> **Rows**
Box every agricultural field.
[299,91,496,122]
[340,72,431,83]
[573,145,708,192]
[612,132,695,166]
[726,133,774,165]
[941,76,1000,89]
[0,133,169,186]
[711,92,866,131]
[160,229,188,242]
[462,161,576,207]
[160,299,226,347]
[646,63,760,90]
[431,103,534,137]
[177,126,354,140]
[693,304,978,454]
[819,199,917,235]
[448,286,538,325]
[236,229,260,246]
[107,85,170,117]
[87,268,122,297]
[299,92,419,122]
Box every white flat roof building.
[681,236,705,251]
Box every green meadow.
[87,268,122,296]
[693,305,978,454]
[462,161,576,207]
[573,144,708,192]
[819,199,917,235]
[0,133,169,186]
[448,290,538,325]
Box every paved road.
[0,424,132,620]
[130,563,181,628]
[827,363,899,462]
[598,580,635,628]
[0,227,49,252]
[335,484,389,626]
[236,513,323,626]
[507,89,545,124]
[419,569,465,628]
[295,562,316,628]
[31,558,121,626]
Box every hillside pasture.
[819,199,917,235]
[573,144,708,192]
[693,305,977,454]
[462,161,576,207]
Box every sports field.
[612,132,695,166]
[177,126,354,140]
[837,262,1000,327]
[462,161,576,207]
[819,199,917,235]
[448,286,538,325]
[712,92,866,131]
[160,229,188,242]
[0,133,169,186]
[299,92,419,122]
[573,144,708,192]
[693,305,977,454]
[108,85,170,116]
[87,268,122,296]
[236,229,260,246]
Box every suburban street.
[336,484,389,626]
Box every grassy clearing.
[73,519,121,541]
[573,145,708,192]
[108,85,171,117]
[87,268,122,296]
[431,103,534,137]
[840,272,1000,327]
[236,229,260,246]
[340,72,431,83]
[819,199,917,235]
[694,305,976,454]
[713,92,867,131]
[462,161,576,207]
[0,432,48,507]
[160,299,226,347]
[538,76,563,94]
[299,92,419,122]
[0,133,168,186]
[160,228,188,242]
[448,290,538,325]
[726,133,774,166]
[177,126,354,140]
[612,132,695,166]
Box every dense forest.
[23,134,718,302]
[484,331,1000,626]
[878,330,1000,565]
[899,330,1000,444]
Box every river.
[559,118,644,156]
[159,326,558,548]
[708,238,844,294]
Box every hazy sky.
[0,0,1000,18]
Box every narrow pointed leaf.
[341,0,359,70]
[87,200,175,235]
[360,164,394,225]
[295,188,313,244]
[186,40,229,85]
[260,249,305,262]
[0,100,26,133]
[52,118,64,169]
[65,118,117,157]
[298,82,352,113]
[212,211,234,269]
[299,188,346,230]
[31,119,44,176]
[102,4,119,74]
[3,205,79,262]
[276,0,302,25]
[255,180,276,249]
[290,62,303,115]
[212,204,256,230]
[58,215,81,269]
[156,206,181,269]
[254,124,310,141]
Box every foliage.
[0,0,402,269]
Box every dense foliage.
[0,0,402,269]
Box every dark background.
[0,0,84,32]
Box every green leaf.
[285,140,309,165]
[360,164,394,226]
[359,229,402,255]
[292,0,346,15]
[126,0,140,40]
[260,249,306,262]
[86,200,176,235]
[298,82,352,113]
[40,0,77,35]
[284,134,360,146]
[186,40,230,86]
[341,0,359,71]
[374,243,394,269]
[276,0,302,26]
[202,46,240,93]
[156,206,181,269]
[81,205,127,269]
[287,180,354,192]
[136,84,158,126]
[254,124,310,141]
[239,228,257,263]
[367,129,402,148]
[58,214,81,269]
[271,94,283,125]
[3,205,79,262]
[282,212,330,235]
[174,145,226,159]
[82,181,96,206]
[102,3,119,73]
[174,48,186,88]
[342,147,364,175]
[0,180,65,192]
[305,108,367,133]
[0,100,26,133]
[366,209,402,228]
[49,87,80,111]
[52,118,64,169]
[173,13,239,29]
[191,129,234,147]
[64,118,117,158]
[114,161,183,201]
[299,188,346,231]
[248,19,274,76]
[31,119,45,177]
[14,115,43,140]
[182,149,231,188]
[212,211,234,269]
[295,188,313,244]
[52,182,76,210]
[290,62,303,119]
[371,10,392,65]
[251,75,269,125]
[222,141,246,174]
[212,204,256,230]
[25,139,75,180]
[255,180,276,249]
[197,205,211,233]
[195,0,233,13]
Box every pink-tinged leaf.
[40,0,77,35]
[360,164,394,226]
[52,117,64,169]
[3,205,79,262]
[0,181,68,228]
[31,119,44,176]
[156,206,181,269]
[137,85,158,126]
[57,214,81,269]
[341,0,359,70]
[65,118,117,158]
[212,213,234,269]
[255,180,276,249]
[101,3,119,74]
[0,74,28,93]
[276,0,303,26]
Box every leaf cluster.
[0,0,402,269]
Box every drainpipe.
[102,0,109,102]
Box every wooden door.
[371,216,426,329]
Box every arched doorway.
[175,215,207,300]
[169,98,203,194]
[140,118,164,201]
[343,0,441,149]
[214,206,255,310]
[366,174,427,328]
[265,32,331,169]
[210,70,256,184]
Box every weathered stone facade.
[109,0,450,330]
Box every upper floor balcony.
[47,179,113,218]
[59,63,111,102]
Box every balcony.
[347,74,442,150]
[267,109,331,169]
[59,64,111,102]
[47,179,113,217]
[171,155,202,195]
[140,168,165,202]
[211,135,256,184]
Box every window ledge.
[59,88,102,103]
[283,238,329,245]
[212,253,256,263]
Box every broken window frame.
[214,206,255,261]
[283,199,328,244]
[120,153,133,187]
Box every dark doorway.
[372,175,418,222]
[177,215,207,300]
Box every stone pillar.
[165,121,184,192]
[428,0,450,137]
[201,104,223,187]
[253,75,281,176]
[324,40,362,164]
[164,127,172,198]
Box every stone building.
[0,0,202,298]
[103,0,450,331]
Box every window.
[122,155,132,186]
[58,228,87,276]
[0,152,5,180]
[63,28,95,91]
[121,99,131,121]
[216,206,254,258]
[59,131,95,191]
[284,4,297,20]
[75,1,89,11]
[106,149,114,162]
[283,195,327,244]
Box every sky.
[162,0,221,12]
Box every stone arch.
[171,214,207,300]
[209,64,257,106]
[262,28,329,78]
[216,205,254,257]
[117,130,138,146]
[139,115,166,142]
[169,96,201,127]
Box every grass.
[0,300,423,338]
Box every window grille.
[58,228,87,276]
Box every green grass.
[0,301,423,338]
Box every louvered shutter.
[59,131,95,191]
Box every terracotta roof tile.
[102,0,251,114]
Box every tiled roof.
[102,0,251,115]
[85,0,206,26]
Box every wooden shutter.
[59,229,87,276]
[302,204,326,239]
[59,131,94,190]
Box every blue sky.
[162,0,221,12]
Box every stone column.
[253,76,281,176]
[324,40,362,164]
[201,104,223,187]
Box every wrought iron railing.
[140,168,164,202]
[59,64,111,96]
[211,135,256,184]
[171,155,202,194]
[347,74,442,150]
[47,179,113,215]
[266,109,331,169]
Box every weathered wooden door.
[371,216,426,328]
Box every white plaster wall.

> **What is required**
Copy out every one of the entries above verbatim, line by line.

> **Task solution**
Box every agricultural field.
[299,91,496,122]
[340,72,431,83]
[573,145,708,192]
[612,132,695,166]
[726,133,774,165]
[941,76,1000,89]
[0,133,169,186]
[711,92,866,131]
[160,229,188,242]
[462,161,576,207]
[160,299,226,347]
[646,63,760,90]
[431,103,534,137]
[177,126,354,140]
[693,304,978,454]
[819,199,917,235]
[448,286,538,325]
[236,229,260,246]
[107,85,170,117]
[87,268,122,297]
[299,92,419,122]
Box every white flat roof building.
[681,236,705,251]
Box every green meadow.
[87,268,122,296]
[693,305,978,454]
[462,161,576,207]
[573,144,708,192]
[819,199,917,235]
[0,133,169,186]
[448,290,538,325]
Box every paved road.
[0,424,132,620]
[130,563,181,628]
[827,363,899,462]
[598,580,635,628]
[0,227,49,252]
[335,484,389,626]
[236,513,323,626]
[507,89,545,124]
[419,569,465,628]
[295,562,316,628]
[31,558,121,626]
Box every hillside pasture.
[819,199,917,235]
[573,144,708,192]
[693,305,977,454]
[462,161,576,207]
Box every sports field.
[612,132,695,166]
[177,126,354,140]
[837,262,1000,327]
[462,161,576,207]
[819,199,917,235]
[448,286,538,325]
[712,92,866,131]
[160,229,188,242]
[0,133,169,186]
[299,92,419,122]
[573,144,708,192]
[693,305,977,454]
[108,85,170,116]
[87,268,122,296]
[236,229,260,246]
Box every suburban street.
[336,484,389,626]
Box every grassy clearing.
[73,519,121,541]
[573,145,708,192]
[108,85,171,117]
[87,268,122,296]
[431,103,534,137]
[840,272,1000,327]
[236,229,260,246]
[340,72,431,83]
[819,199,917,235]
[694,305,976,454]
[713,92,867,131]
[462,161,576,207]
[0,432,48,507]
[160,299,226,347]
[538,76,563,94]
[299,92,419,122]
[0,133,168,186]
[160,228,188,242]
[448,290,538,325]
[726,133,774,166]
[177,126,354,140]
[612,132,695,166]
Box every dense forest.
[23,134,718,302]
[484,331,1000,626]
[878,330,1000,565]
[899,330,1000,444]
Box every river.
[559,118,644,156]
[159,326,558,548]
[708,238,844,294]
Box every hazy sky.
[0,0,1000,18]
Box every narrow pointed leaf.
[341,0,359,70]
[87,200,175,235]
[360,164,394,225]
[295,188,313,244]
[186,40,229,85]
[260,249,305,262]
[0,100,26,133]
[52,118,64,169]
[65,118,117,157]
[298,82,352,113]
[212,211,234,269]
[299,188,346,230]
[31,119,44,176]
[102,4,119,74]
[3,205,79,262]
[276,0,302,25]
[255,180,276,249]
[290,62,303,115]
[212,204,256,230]
[58,215,81,269]
[156,206,181,269]
[254,124,310,141]
Box every foliage.
[0,0,402,269]
Box every dense foliage.
[0,0,402,269]
Box every dark background.
[0,0,84,32]
Box every green leaf.
[285,140,309,165]
[360,164,394,226]
[359,229,402,255]
[292,0,346,15]
[126,0,140,40]
[260,249,306,262]
[86,200,176,235]
[298,82,352,113]
[40,0,77,35]
[284,134,360,146]
[186,40,230,86]
[341,0,359,71]
[374,243,394,269]
[276,0,302,26]
[202,46,240,93]
[156,206,181,269]
[81,205,127,269]
[287,180,354,192]
[136,84,158,126]
[254,124,310,141]
[239,228,257,263]
[367,129,402,148]
[58,214,81,269]
[271,94,283,125]
[3,205,79,262]
[282,212,330,235]
[174,145,226,159]
[82,181,96,206]
[102,3,119,73]
[174,48,186,88]
[342,147,364,175]
[0,180,65,192]
[305,108,367,133]
[0,100,26,133]
[366,209,402,228]
[49,87,80,111]
[52,118,64,169]
[173,13,239,29]
[191,129,234,147]
[64,118,117,158]
[114,161,183,201]
[299,188,346,231]
[248,19,274,76]
[31,119,45,177]
[14,115,43,140]
[182,149,231,188]
[212,211,234,269]
[295,188,313,244]
[52,182,76,210]
[290,62,303,119]
[371,10,392,65]
[251,75,269,125]
[222,141,246,174]
[212,204,256,230]
[25,139,75,180]
[255,180,276,249]
[197,205,211,233]
[195,0,233,13]
Box every pink-tinged leaf.
[40,0,77,35]
[360,164,394,226]
[52,117,64,169]
[3,205,79,262]
[0,181,68,228]
[31,119,44,176]
[156,206,181,269]
[137,85,158,126]
[57,214,81,269]
[341,0,359,70]
[65,118,117,158]
[212,213,234,269]
[255,180,276,249]
[101,3,119,74]
[0,74,28,93]
[276,0,303,26]
Box every leaf cluster.
[0,0,402,269]
Box every drainpipe.
[102,0,109,102]
Box every wooden door.
[371,216,426,329]
Box every arched doorway.
[175,215,207,300]
[169,98,203,194]
[140,118,164,201]
[343,0,441,149]
[214,206,255,310]
[366,174,427,328]
[265,32,331,169]
[210,70,256,184]
Box every weathered stone facade.
[109,0,450,330]
Box every upper floor balcony.
[47,179,113,218]
[59,63,111,102]
Box every balcony.
[347,74,442,150]
[267,109,331,169]
[59,64,111,102]
[47,179,113,217]
[171,155,202,195]
[140,168,165,202]
[211,135,256,184]
Box every window ledge.
[59,88,102,103]
[283,238,329,245]
[212,253,256,263]
Box every broken window frame.
[214,206,255,261]
[283,199,328,244]
[120,153,133,187]
Box every dark doorway.
[372,175,418,222]
[177,215,207,300]
Box every stone pillar.
[165,121,184,192]
[428,0,450,137]
[201,104,223,187]
[253,75,281,176]
[324,40,362,164]
[164,127,172,198]
Box every stone building.
[0,0,202,298]
[103,0,450,331]
Box every window.
[122,155,132,186]
[58,228,87,276]
[0,152,5,180]
[63,28,95,91]
[121,99,131,121]
[216,206,254,258]
[59,131,95,191]
[284,4,297,20]
[75,1,89,11]
[106,149,114,162]
[283,195,327,244]
Box every sky.
[162,0,221,12]
Box every stone arch.
[171,214,207,300]
[209,64,257,106]
[262,28,329,78]
[216,205,254,257]
[117,130,138,146]
[139,115,166,142]
[169,96,201,127]
Box every grass.
[0,300,423,338]
Box every window grille.
[58,228,87,276]
Box every green grass.
[0,301,423,338]
Box every louvered shutter.
[59,131,95,191]
Box every terracotta roof tile.
[102,0,251,114]
Box every tiled roof.
[102,0,251,115]
[85,0,206,26]
Box every wooden shutter.
[59,229,87,276]
[302,204,326,239]
[59,131,94,190]
Box every blue sky.
[162,0,221,12]
Box every stone column.
[253,76,281,176]
[324,40,362,164]
[201,104,223,187]
Box every wrought iron railing.
[140,168,164,202]
[59,64,111,96]
[211,135,256,184]
[171,155,202,194]
[347,74,442,150]
[47,179,113,215]
[266,109,331,169]
Box every weathered wooden door.
[371,216,426,328]
Box every white plaster wall.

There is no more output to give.